SI DONC IL Y A QUELQUE CONSOLATION EN JÉSUS-CHRIST, S’IL Y A QUELQUE CONSOLATION DANS LA CHARITÉ ; SI L’UNION DES ESPRITS ET DES CŒURS, SI LA TENDRESSE, SI LA MISÉRICORDE A CHEZ VOUS QUELQUE EMPIRE, RENDEZ MA JOIE PARFAITE, EN VOUS TENANT PLUS UNIS ENCORE DE PENSÉE, D’ÂME, DE SENTIMENTS. (CHAP. 2,1-4)

Analyse.


  • 1. Il les invite à l’unité de cœur, au nom des motifs les plus sacrés de la religion. – Il les détourne de l’orgueil par d’instantes prières ; éloge de l’humilité.
  • 2 et 3. L’orgueil, passion ridicule et injuste devant Dieu. – Exemples d’humilité dans Joseph, Daniel et les saints apôtres.

• • • • • • •

▶ **Consigne a**
Reproduisez à l'identique chacune des lignes de la liste ci-dessous.
L'extrait et la liste n'ont aucun rapport entre eux.

• • • • • • •

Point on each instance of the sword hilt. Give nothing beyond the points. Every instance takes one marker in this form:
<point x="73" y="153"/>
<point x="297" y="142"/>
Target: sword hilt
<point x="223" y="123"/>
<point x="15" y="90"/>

• • • • • • •

▶ **Consigne b**
Transcrivez fidèlement l'extrait sur l'humilité, en commençant par « SI DONC IL Y » et en poursuivant jusqu'à « les saints apôtres. ».

▶ **Réponse attendue a**
Point on each instance of the sword hilt. Give nothing beyond the points. Every instance takes one marker in this form:
<point x="73" y="153"/>
<point x="297" y="142"/>
Target: sword hilt
<point x="223" y="123"/>
<point x="15" y="90"/>

▶ **Réponse attendue b**
SI DONC IL Y A QUELQUE CONSOLATION EN JÉSUS-CHRIST, S’IL Y A QUELQUE CONSOLATION DANS LA CHARITÉ ; SI L’UNION DES ESPRITS ET DES CŒURS, SI LA TENDRESSE, SI LA MISÉRICORDE A CHEZ VOUS QUELQUE EMPIRE, RENDEZ MA JOIE PARFAITE, EN VOUS TENANT PLUS UNIS ENCORE DE PENSÉE, D’ÂME, DE SENTIMENTS. (CHAP. 2,1-4)

Analyse.


  • 1. Il les invite à l’unité de cœur, au nom des motifs les plus sacrés de la religion. – Il les détourne de l’orgueil par d’instantes prières ; éloge de l’humilité.
  • 2 et 3. L’orgueil, passion ridicule et injuste devant Dieu. – Exemples d’humilité dans Joseph, Daniel et les saints apôtres.